▸ **Task requirements**:
- a) Decide whether each statement agrees with the review of "Hillbilly Elegy," answering yes or no and quoting the deciding words of the review: (i) Ron Howard was born in Oklahoma. (ii) The TV shows Howard appeared in dealt with economic and political strife. (iii) The review links "Apollo 13" with middle-class 80s suburbia.
- b) Extend the review of "Hillbilly Elegy" by writing what comes after its last sentence.

Reading passage Start Marker

‘Hillbilly Elegy’ review: Ron Howard’s latest is condescending and cartoonish

The Oscar-winning director's adaptation of the best-selling memoir disrespects the people, places and ideals of its source material. Photo Credit: Netflix

Ron Howard has a curious relationship with Americana throughout his career. Though born in Oklahoma, Howard started in show business when he was still in diapers. He’s been seen in two distinct visions American life (The Andy Griffith Show and Happy Days), but those were TV shows unburdened by economic or political strife. As he transitioned into directing, he continued to tell stories about various aspects of American life and culture. He’s covered everything from the cozy days of middle-class 80s suburbia (Parenthood) to the straight-laced poise of the 60s (Apollo 13) to the desperate optimism of the Great Depression (Cinderella Man). The problem is that Howard has always done this from the outside looking in. He sees the basics and organizes it into an acceptable narrative, never fully understanding the actual experience that makes a story deeper and more effective and blinding him from the required nuance, tone and taste.

Reading passage End Marker
Material provided Start Marker

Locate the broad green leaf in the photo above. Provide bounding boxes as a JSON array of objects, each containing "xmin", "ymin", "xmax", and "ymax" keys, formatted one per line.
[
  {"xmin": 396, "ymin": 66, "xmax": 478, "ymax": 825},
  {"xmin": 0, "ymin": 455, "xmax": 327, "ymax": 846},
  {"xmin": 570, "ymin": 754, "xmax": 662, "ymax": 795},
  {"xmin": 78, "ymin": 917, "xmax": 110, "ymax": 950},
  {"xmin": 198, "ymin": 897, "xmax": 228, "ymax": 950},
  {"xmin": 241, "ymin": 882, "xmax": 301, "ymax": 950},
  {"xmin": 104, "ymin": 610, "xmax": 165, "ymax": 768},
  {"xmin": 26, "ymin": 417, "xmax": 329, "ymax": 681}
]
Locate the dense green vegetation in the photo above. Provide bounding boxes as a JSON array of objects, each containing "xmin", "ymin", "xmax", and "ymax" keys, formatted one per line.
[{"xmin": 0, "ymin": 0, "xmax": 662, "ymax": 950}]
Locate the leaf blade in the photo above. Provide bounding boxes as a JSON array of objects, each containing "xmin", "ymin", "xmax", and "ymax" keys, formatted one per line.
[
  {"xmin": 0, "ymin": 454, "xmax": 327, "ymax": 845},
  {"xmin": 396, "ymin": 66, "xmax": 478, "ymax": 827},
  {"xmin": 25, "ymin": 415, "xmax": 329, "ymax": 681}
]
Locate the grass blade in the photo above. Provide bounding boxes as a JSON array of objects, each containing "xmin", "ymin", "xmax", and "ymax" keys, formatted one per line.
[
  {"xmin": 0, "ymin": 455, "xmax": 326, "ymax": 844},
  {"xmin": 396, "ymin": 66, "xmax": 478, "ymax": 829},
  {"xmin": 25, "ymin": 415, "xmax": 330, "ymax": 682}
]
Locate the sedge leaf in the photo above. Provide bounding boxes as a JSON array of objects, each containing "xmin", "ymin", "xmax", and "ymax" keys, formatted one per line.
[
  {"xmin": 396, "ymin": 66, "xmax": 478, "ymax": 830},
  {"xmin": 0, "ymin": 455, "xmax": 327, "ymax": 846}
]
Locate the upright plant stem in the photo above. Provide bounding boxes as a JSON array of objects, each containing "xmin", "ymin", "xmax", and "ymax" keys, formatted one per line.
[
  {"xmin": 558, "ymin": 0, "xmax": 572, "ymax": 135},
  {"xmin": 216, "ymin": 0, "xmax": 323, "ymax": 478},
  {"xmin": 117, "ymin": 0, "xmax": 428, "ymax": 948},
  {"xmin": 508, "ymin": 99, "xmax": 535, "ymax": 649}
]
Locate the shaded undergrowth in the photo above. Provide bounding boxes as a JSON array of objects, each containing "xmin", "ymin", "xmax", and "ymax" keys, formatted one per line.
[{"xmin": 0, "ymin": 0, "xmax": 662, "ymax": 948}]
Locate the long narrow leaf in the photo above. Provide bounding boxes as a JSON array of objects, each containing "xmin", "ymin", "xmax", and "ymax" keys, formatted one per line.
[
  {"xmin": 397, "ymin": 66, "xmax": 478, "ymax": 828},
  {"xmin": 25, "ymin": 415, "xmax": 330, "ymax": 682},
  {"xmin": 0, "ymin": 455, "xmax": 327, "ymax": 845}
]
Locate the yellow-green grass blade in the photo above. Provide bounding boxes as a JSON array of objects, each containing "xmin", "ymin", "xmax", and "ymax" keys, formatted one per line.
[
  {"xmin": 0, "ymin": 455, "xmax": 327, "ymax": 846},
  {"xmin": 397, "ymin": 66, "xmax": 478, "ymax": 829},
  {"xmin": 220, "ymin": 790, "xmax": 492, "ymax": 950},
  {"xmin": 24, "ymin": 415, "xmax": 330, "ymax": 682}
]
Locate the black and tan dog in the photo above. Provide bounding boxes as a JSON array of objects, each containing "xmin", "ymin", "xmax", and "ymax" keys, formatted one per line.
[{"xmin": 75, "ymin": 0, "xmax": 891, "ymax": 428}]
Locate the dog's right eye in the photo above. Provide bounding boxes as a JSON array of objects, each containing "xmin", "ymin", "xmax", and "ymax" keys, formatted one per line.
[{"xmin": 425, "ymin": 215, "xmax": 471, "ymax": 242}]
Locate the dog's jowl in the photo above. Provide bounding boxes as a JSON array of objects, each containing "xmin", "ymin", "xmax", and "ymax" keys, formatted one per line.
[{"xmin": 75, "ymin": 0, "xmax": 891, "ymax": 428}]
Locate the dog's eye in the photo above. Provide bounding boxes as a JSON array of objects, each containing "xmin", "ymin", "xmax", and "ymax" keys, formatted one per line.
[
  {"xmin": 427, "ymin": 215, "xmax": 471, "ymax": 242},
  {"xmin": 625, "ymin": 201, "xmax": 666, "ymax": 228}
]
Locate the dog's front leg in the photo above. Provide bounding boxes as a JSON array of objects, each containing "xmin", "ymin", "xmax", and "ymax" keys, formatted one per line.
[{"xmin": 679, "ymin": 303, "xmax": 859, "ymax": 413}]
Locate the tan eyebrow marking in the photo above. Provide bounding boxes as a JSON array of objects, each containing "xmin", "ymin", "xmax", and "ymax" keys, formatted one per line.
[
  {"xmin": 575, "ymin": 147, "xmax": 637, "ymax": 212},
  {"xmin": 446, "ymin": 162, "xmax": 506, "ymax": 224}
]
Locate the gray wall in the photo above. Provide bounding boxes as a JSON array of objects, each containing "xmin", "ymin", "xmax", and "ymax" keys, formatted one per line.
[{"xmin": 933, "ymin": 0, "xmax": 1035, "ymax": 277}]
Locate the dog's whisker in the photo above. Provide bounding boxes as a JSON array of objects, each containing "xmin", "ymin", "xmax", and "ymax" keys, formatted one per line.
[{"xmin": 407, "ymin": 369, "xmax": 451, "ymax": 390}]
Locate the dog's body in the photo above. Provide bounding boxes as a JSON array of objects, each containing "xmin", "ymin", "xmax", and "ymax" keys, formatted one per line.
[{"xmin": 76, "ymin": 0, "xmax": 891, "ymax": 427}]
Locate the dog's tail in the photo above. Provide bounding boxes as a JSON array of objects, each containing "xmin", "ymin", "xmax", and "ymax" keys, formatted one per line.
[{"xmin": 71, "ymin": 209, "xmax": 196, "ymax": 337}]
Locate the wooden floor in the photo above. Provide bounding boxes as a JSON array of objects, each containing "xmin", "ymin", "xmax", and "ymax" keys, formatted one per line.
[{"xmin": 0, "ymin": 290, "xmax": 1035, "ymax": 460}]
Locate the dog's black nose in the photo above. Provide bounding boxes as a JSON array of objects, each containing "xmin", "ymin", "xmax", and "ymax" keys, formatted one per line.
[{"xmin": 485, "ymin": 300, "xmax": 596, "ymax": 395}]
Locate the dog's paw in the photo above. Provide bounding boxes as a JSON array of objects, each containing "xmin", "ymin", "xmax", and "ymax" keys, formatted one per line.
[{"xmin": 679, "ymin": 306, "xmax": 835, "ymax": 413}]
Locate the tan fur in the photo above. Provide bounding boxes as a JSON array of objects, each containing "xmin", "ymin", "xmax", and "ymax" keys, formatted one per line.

Material provided End Marker

▸ **Answers given**:
- a)
(i) Yes: "Though born in Oklahoma."
(ii) No: "those were TV shows unburdened by economic or political strife."
(iii) No: "the straight-laced poise of the 60s (Apollo 13)."

- b)
If any of those three things were well organized in J.D. Vance’s memoir Hillbilly Elegy, Howard has apparently missed those cues in his film adaptation. Vance’s story is told in two parts: the first sees Gabriel Basso play Vance as an eager but out-of-place law student at Yale, while the second sees Owen Asztalos play Vale as a young man moving from his family’s roots deep in Kentucky to the dilapidated suburbs of Ohio. The collegiate Vance is trying to get noticed by the higher-ups of his university, until his sister (Haley Bennett) tells him their mother (Amy Adams) overdoses on heroin. As he rushes back to Ohio to help his unruly mom, he flashes back to his teen years where his family was in constant strife. While his mom popped pills, jumped between boyfriends and struggled with anger issues, Vance often relied on his grandma (Glenn Close) for support and wisdom. Now as a young man, Vance has to decide to leave his troubled family behind forever or stay with his troubled mom and lose his chance at a future of his own.

Glenn Close, left, and Amy Adams in Hillbilly Elegy.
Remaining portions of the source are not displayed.